(Task input)

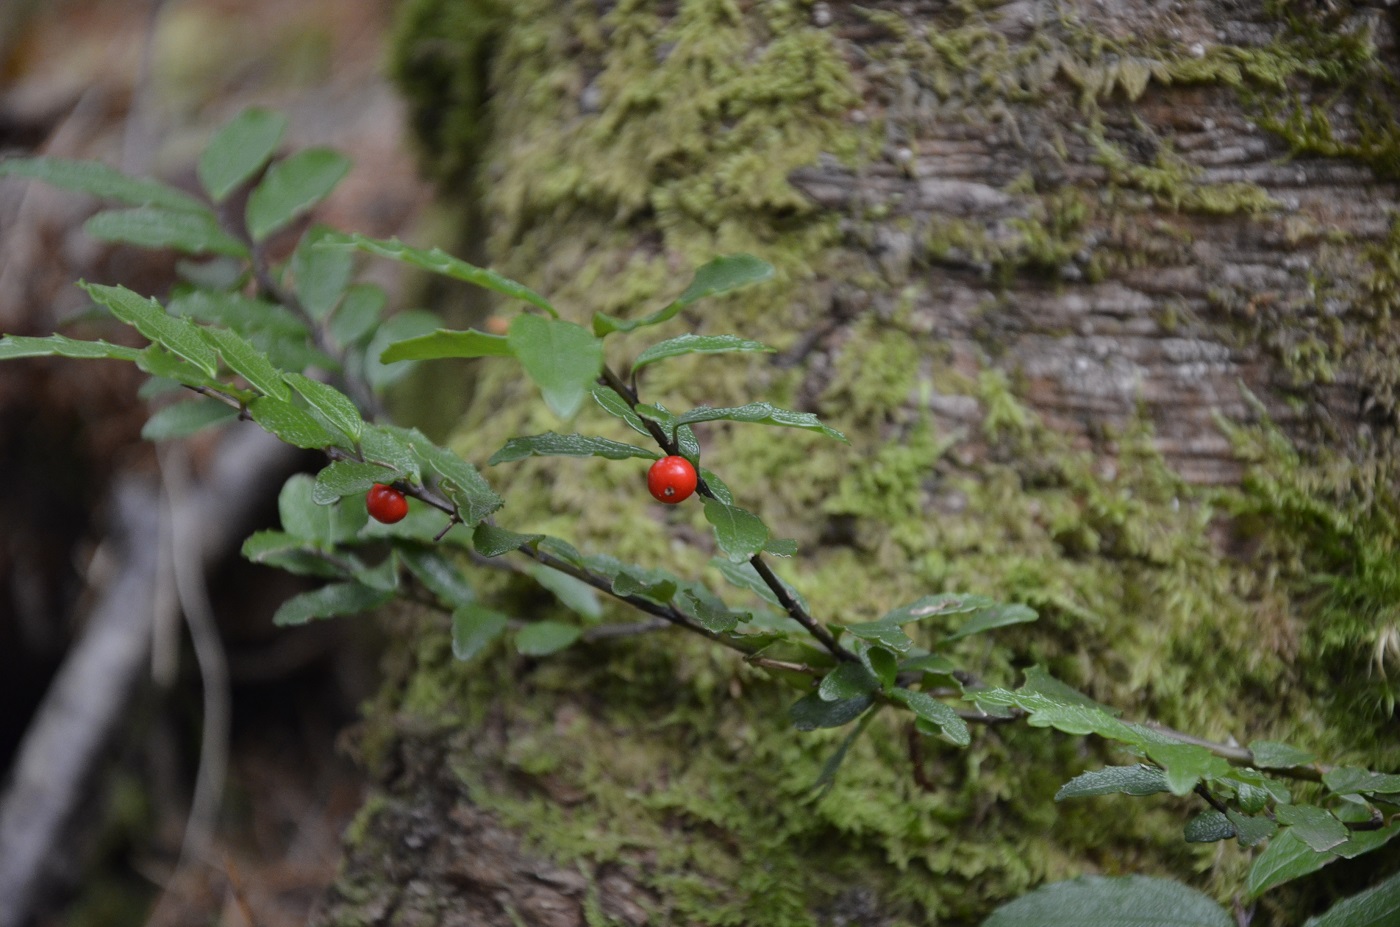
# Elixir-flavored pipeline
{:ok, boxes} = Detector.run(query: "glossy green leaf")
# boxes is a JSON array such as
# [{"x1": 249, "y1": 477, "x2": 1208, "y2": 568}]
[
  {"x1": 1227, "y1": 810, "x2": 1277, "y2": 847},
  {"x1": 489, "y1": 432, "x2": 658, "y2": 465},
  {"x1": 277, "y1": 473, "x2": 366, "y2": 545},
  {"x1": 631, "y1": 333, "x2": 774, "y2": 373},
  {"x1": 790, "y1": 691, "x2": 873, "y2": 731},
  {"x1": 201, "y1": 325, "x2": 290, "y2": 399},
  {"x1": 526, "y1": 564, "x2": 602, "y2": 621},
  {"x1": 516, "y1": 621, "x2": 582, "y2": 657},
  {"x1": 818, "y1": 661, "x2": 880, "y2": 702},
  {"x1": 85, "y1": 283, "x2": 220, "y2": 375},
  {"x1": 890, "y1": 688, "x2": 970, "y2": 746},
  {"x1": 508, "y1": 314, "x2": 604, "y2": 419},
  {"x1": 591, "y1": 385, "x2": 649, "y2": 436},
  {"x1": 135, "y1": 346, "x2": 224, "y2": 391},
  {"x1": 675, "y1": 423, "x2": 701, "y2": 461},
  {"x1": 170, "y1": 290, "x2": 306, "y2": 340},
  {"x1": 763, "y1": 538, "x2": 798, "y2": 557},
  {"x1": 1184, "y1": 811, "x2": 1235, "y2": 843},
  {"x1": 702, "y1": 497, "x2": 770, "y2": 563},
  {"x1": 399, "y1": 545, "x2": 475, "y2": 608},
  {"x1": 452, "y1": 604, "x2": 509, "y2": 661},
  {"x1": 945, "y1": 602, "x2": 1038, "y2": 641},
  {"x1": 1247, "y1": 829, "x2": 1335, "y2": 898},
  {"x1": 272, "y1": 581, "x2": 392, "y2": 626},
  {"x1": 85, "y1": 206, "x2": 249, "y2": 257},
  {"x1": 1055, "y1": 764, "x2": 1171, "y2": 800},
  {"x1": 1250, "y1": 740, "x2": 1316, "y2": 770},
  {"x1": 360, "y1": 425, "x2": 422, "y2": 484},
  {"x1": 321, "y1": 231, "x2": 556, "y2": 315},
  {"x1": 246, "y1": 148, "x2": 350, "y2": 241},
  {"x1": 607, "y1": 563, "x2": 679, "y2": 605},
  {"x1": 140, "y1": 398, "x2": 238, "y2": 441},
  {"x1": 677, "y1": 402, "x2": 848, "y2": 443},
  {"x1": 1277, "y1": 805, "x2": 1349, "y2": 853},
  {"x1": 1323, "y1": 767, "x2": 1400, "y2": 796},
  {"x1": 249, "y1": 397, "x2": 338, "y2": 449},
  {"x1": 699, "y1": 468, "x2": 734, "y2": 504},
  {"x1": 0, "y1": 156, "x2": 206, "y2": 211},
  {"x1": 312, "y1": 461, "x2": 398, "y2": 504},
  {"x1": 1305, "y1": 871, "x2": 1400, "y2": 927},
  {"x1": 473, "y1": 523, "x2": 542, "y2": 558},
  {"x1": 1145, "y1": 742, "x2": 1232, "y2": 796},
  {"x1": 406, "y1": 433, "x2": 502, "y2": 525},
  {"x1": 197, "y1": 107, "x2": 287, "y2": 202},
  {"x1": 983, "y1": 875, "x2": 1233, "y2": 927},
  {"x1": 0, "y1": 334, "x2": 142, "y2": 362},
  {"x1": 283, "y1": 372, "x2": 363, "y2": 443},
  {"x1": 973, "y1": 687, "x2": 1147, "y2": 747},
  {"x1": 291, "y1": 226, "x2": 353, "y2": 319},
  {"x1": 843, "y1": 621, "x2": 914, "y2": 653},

(End Task input)

## Required work
The lines from the top of the data above through the one holding "# boxes is a JSON array such as" are to be repeated exactly, and only those, with no pictures.

## Reply to the exercise
# Elixir-flavored pipeline
{:ok, boxes} = Detector.run(query: "glossy green leaf")
# boxes is a JSON array such as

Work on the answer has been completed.